## Task:
Where the listing below has a line with "Where can you see the brussels", write out exactly that line and every line after it, stopping after the line with "Where can you see the gray".

## Data for the task:
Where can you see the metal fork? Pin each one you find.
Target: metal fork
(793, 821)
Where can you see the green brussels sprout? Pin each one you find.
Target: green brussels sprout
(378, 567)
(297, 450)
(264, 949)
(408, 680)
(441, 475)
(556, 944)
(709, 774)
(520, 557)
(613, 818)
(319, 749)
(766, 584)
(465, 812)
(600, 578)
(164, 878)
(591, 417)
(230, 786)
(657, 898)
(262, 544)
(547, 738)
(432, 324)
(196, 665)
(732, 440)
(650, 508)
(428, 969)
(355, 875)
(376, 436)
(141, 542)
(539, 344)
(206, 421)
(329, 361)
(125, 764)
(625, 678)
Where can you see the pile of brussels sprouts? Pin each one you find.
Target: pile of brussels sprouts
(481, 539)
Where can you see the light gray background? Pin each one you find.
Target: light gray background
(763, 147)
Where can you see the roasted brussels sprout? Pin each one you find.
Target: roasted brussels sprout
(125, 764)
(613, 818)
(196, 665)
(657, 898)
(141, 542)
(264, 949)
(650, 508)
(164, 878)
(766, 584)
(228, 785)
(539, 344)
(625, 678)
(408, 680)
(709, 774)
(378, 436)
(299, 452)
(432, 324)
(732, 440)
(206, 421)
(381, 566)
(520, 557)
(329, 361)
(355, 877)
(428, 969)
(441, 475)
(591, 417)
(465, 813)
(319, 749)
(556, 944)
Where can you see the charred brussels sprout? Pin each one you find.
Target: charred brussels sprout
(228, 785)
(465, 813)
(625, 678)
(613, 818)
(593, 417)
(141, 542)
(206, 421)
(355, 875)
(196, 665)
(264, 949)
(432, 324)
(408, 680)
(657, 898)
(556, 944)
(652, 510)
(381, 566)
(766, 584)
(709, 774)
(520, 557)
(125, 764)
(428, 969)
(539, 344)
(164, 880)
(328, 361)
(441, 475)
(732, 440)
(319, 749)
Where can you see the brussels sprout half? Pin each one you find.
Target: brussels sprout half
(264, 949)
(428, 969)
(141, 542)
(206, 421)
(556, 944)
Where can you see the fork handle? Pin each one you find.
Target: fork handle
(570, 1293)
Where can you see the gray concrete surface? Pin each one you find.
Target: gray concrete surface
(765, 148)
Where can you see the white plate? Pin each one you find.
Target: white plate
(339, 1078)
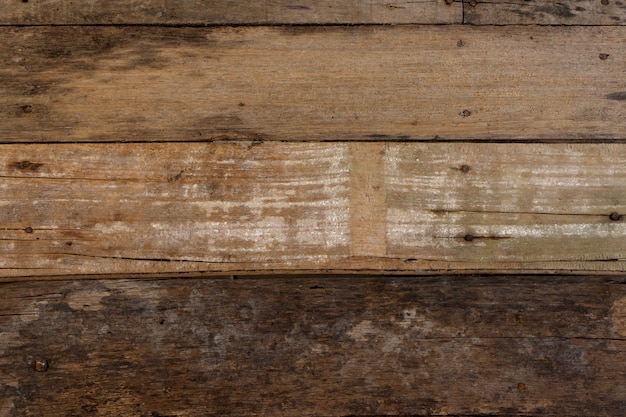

## Written response:
Where can you see the brussels sprout half? Pin each one you find.
Target: brussels sprout half
(264, 949)
(428, 969)
(141, 542)
(206, 421)
(556, 944)
Where can you see the fork handle? Pin each one you find.
Target: fork handle
(570, 1293)
Where can you see the gray concrete surface? Pin each one you find.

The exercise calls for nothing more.